START Data for analysis
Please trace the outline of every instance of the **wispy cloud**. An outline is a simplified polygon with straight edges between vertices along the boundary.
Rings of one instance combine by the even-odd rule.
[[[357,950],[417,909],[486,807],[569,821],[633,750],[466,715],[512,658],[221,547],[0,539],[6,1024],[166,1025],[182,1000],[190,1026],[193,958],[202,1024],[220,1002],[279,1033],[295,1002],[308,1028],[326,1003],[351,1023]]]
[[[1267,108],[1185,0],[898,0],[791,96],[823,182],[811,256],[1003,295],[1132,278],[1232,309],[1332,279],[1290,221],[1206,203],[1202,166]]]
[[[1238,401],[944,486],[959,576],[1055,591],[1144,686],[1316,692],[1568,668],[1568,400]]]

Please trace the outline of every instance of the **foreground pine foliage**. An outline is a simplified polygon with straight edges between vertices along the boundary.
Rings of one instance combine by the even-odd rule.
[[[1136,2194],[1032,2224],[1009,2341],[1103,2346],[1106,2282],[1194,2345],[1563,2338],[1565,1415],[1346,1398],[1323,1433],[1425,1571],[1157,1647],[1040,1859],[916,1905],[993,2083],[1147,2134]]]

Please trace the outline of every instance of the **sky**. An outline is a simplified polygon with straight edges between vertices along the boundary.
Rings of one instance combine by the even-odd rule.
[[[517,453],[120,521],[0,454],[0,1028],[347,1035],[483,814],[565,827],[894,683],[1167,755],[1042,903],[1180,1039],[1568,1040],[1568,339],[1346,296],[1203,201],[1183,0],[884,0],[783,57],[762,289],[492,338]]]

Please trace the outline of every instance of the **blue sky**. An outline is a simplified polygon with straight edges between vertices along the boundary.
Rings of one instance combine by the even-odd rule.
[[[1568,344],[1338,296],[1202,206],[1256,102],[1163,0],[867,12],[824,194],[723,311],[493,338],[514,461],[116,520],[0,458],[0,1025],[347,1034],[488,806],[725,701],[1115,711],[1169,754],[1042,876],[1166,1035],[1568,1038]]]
END Data for analysis
== The task ==
The response must be an exact reproduction of all the entries.

== Answer box ==
Please trace the outline of every instance of the **wispy cloud**. An outline is a simplified polygon with straight edges between vertices along the boundary.
Rings of one instance combine by the even-odd rule.
[[[357,950],[417,909],[486,807],[569,821],[633,750],[466,715],[512,658],[221,547],[0,539],[6,1024],[166,1025],[182,1000],[190,1026],[193,958],[202,1024],[220,1002],[279,1033],[295,1002],[308,1028],[326,1003],[351,1023]]]
[[[1267,108],[1185,0],[898,0],[791,96],[823,182],[811,256],[1003,295],[1132,278],[1232,309],[1332,279],[1290,221],[1206,203],[1202,166]]]
[[[1238,401],[944,486],[959,576],[1055,591],[1144,686],[1316,692],[1568,668],[1568,400]]]

Please trace the outline of every instance of the **foreground pine foliage**. An outline is a simplified polygon with straight edges between vertices along the boundary.
Rings of one instance combine by the even-odd rule.
[[[1136,2194],[1032,2224],[1009,2341],[1103,2346],[1106,2282],[1194,2345],[1563,2338],[1565,1415],[1346,1398],[1323,1433],[1425,1571],[1157,1647],[1040,1859],[916,1905],[993,2083],[1147,2134]]]

Please trace the outline of every instance of the **sky**. An outline is a simplified polygon with straight edges between vertices along the boundary.
Rings of one instance combine by the even-odd rule.
[[[517,453],[120,521],[0,454],[0,1028],[347,1035],[483,814],[565,827],[894,683],[1167,755],[1042,903],[1180,1039],[1568,1040],[1568,339],[1346,296],[1203,201],[1183,0],[884,0],[783,57],[762,289],[492,338]]]

Please trace the outline of every instance of the **blue sky**. An outline is a simplified polygon with straight edges between vertices along the boundary.
Rings of one instance combine by the even-odd rule.
[[[1568,344],[1338,296],[1202,206],[1256,102],[1163,0],[867,12],[824,194],[723,311],[493,338],[514,461],[116,520],[0,458],[0,1025],[347,1034],[488,806],[725,701],[1115,711],[1169,754],[1042,876],[1166,1035],[1568,1038]]]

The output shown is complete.